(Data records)

# # # #

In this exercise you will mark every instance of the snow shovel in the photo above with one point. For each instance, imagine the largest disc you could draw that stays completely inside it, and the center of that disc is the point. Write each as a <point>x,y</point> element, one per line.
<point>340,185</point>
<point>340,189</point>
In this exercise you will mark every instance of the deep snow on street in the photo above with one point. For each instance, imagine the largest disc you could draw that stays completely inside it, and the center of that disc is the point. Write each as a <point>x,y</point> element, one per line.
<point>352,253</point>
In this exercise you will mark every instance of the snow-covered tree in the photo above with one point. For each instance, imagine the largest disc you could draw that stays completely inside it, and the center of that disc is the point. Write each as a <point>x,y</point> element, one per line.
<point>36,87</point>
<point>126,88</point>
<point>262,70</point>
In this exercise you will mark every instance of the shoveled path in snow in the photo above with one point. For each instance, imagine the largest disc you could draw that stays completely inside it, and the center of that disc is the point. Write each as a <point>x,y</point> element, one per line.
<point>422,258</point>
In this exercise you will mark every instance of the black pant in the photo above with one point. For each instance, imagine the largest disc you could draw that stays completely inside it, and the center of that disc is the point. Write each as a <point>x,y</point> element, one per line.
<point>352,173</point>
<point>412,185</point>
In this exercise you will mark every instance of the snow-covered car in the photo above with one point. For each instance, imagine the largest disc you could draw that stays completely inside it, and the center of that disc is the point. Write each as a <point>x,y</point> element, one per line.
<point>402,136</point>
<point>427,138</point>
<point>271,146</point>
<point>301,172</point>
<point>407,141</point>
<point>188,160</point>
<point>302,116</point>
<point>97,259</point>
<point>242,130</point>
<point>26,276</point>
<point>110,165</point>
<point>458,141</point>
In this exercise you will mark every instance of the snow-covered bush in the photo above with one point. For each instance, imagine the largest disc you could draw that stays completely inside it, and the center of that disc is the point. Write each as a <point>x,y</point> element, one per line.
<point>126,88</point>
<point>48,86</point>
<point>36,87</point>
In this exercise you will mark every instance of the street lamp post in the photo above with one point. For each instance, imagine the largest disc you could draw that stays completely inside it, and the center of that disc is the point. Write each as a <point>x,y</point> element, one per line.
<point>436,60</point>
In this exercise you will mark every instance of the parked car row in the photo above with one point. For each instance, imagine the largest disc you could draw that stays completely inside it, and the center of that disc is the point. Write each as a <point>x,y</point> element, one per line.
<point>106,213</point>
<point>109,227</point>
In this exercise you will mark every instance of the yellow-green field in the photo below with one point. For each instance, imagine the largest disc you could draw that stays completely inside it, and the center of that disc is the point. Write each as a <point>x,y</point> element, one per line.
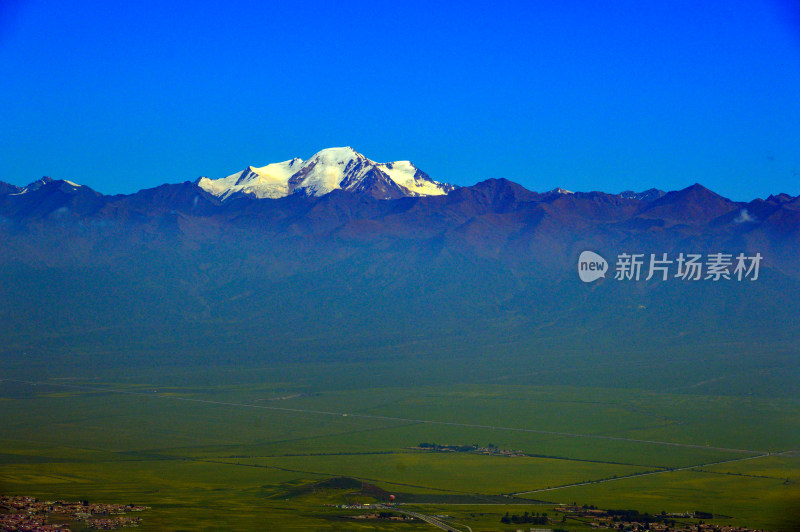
<point>234,454</point>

# # # #

Please repeat each line above exactly as it appears, but omit the pictures.

• [ANSWER]
In this exercise you will mark every instance of the snow shovel in the photo above with one point. For each instance, imagine the largest disc you could draw that stays completely inside it, and the center of that disc is the point. Write each as a <point>x,y</point> element, one per line.
<point>340,185</point>
<point>340,189</point>
In this exercise you will mark every instance of the deep snow on street in the photo above with one point. For each instance, imagine the largest disc you could draw that stays completely inside it, and the center of that disc is the point. Write each as a <point>x,y</point> element, one per line.
<point>352,253</point>
In this exercise you will mark every instance of the snow-covered tree in the photo above with one point. For each instance, imagine the largest disc you could draw that stays completely inside it, and the center of that disc is the point. Write each as a <point>x,y</point> element, one per line.
<point>36,87</point>
<point>126,88</point>
<point>262,70</point>
In this exercise you will mark every instance of the shoveled path in snow in the photo above with one point. For each instance, imagine the largest disc you could draw that stays completely inside it, and the center of that disc is the point. Write each as a <point>x,y</point> element, one per line.
<point>422,258</point>
In this exercise you will mark every instance of the black pant in the photo above with one point. For each instance, imagine the largest disc you could draw that stays completely inside it, and the center of that disc is the point. Write each as a <point>x,y</point> element, one per line.
<point>352,173</point>
<point>412,185</point>
In this exercise you will mark every instance of the snow-covered car in the photo above with one point. For each instance, imagine the largest disc you could draw that stays completely inside it, and the center of that disc is the point. Write each as a <point>x,y</point> element, one per line.
<point>402,136</point>
<point>427,138</point>
<point>271,146</point>
<point>301,172</point>
<point>407,141</point>
<point>188,160</point>
<point>302,116</point>
<point>97,259</point>
<point>242,130</point>
<point>26,276</point>
<point>110,165</point>
<point>458,141</point>
In this exercise you will mark every instance of the snow-covered bush in the photo above with one point. For each instance, imagine the largest disc you could draw that stays completely inside it, and the center of that disc is the point. Write each as a <point>x,y</point> element, one per line.
<point>126,88</point>
<point>48,86</point>
<point>36,87</point>
In this exercise you will mark every instance of the street lamp post in the photo above with one point. For each instance, imagine the largest disc you could draw that stays completely inside it, and the center of that disc is the point. Write each as a <point>x,y</point> element, one per line.
<point>436,60</point>
In this exercise you will mark every instance of the parked car row in the photo above with one point. For each instance, imagine the largest disc you could draw that stays completely inside it, and the center of that disc is the point. Write each as a <point>x,y</point> element, one per line.
<point>106,213</point>
<point>109,227</point>
In this exercise you will mark every instance of the yellow-green field in the photo below with one point. For each instance, imagine the largest disc you could draw that stays completely inside it, and the center of that disc is the point. Write each as a <point>x,y</point> element, one per line.
<point>234,454</point>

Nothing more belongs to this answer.